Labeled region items
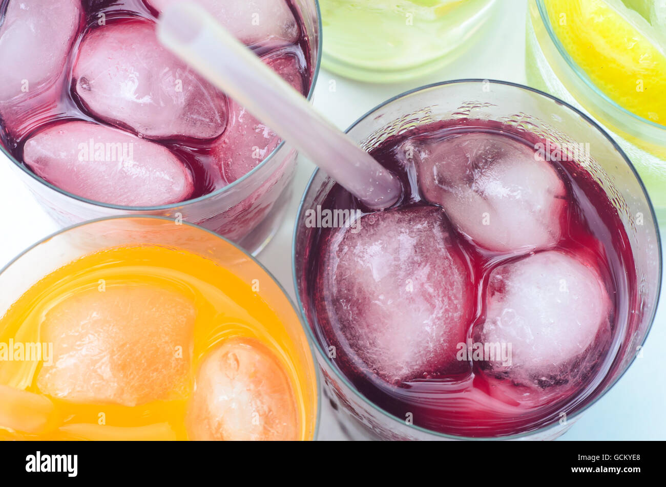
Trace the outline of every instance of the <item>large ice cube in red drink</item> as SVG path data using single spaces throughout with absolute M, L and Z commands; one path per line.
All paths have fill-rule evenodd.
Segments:
M 408 141 L 419 188 L 475 243 L 511 251 L 559 240 L 564 184 L 530 147 L 506 136 L 471 133 Z
M 300 433 L 282 366 L 250 339 L 226 341 L 204 359 L 186 424 L 191 440 L 298 440 Z
M 316 289 L 337 360 L 391 383 L 458 373 L 474 308 L 471 271 L 437 207 L 363 216 L 328 236 Z M 321 309 L 323 307 L 324 309 Z
M 80 0 L 9 0 L 0 27 L 0 102 L 60 77 L 81 21 Z
M 511 344 L 510 363 L 486 365 L 521 385 L 575 382 L 605 349 L 611 303 L 599 270 L 581 256 L 549 250 L 490 273 L 485 323 L 476 341 Z
M 196 315 L 180 292 L 149 284 L 109 284 L 70 295 L 42 323 L 40 339 L 53 344 L 53 360 L 42 367 L 37 386 L 77 403 L 182 399 Z
M 80 0 L 9 0 L 0 15 L 3 9 L 0 116 L 9 133 L 20 138 L 59 111 L 81 5 Z
M 145 0 L 161 13 L 178 0 Z M 240 42 L 292 43 L 299 28 L 286 0 L 193 0 Z
M 41 130 L 25 142 L 23 161 L 61 189 L 103 203 L 167 204 L 194 189 L 189 170 L 166 148 L 90 122 Z
M 163 47 L 148 21 L 89 32 L 73 77 L 93 115 L 149 138 L 212 138 L 226 123 L 224 95 Z
M 304 90 L 298 58 L 291 53 L 272 55 L 263 61 L 294 89 Z M 229 120 L 224 135 L 213 146 L 211 154 L 227 182 L 242 177 L 268 156 L 280 138 L 243 106 L 229 100 Z

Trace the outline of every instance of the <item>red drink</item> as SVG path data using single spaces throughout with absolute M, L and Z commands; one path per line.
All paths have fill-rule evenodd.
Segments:
M 5 2 L 0 144 L 37 176 L 29 184 L 63 224 L 116 207 L 151 211 L 255 251 L 277 228 L 296 153 L 276 150 L 273 132 L 160 44 L 156 21 L 172 1 Z M 318 49 L 312 0 L 196 3 L 310 92 Z
M 402 200 L 372 212 L 333 186 L 321 211 L 360 218 L 312 232 L 303 271 L 342 375 L 408 424 L 453 435 L 533 430 L 584 405 L 638 306 L 629 239 L 581 170 L 584 144 L 463 118 L 371 154 Z

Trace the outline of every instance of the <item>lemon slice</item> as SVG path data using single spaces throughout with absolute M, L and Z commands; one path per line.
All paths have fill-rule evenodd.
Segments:
M 543 3 L 563 47 L 595 86 L 629 111 L 666 125 L 666 49 L 659 27 L 646 18 L 661 21 L 661 11 L 642 1 Z

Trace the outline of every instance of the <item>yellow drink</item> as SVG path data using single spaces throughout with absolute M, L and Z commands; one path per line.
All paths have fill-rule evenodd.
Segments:
M 0 348 L 0 438 L 312 439 L 304 335 L 295 340 L 289 310 L 268 305 L 274 283 L 253 265 L 248 281 L 149 245 L 47 275 L 0 319 L 0 344 L 14 344 L 4 349 L 13 360 Z M 41 360 L 26 353 L 36 343 Z

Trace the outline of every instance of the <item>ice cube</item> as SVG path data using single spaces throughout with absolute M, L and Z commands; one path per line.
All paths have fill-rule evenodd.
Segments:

● What the exercise asks: Reproduce every item above with "red beverage" substituted for each occurrence of "red drink", keeping all other text unchanged. Omit the pictures from your answer.

● Answer to this exercise:
Trace the outline of every instance of the <item>large ice cube in red beverage</item> as SVG path data using single spaces throughout with absolute M, L and Z commands; one path per line.
All paths have fill-rule evenodd.
Segments:
M 408 141 L 419 188 L 475 243 L 511 251 L 559 240 L 564 184 L 530 147 L 506 136 L 471 133 Z
M 300 433 L 282 366 L 250 339 L 226 341 L 204 359 L 186 424 L 191 440 L 298 440 Z
M 316 289 L 337 360 L 391 383 L 458 373 L 474 308 L 471 271 L 437 207 L 363 216 L 328 236 Z M 321 309 L 323 307 L 324 309 Z
M 80 0 L 9 0 L 0 27 L 0 102 L 60 77 L 81 21 Z
M 511 344 L 510 363 L 486 365 L 521 385 L 575 382 L 605 349 L 611 303 L 599 270 L 581 256 L 549 250 L 490 273 L 485 323 L 476 341 Z
M 196 315 L 180 292 L 149 284 L 109 284 L 70 295 L 42 323 L 40 339 L 53 344 L 53 360 L 42 367 L 37 386 L 77 403 L 182 399 Z
M 80 0 L 9 0 L 0 15 L 3 9 L 0 116 L 9 133 L 20 138 L 59 111 L 81 5 Z
M 145 0 L 161 13 L 178 0 Z M 240 42 L 292 43 L 299 28 L 286 0 L 193 0 Z
M 41 130 L 25 142 L 23 161 L 61 189 L 103 203 L 167 204 L 194 189 L 189 170 L 166 148 L 90 122 Z
M 163 47 L 148 21 L 89 32 L 73 77 L 93 115 L 149 138 L 212 138 L 226 123 L 224 95 Z
M 304 90 L 298 58 L 291 53 L 272 55 L 263 61 L 294 89 Z M 229 120 L 224 135 L 213 146 L 211 154 L 227 182 L 242 177 L 268 156 L 280 138 L 243 106 L 229 100 Z

Trace the outline of every instance of the <item>red beverage</item> as SVG path data using single spaces throughout with absolute M, L and Z commands; one path per line.
All paths have fill-rule evenodd.
Segments:
M 5 2 L 0 144 L 37 176 L 29 184 L 63 224 L 116 207 L 151 211 L 255 251 L 277 228 L 296 153 L 276 150 L 273 132 L 160 44 L 156 21 L 172 1 Z M 318 49 L 312 0 L 196 3 L 310 92 Z
M 402 200 L 372 212 L 333 186 L 321 211 L 360 218 L 312 232 L 303 271 L 342 375 L 408 424 L 453 435 L 533 430 L 584 405 L 638 306 L 629 239 L 581 170 L 584 144 L 463 118 L 371 154 Z

Trace the outline of every instance of the <item>lemon slice</item> as SVG path data using single spaces throughout with absolute M, L and Z commands; one path per line.
All paths have fill-rule evenodd.
Segments:
M 543 3 L 563 47 L 595 86 L 629 111 L 666 125 L 666 49 L 659 27 L 646 18 L 661 21 L 661 11 L 642 1 Z

Trace the outline of every instance of the <item>yellow drink</item> as SVG path data using single spaces throughout with absolute M, L and Z commands; one path per line.
All paths have fill-rule evenodd.
Segments:
M 0 348 L 0 438 L 312 439 L 304 335 L 295 340 L 289 310 L 268 305 L 274 283 L 253 265 L 248 281 L 149 245 L 47 275 L 0 319 L 0 344 L 14 344 L 4 349 L 13 360 Z M 41 360 L 26 353 L 36 343 Z

Trace the outline of every instance of the <item>ice cube</item> as SVG path data using single spaces throughout with absolute M, L and Z commands; one path per line.
All paths have fill-rule evenodd.
Segments:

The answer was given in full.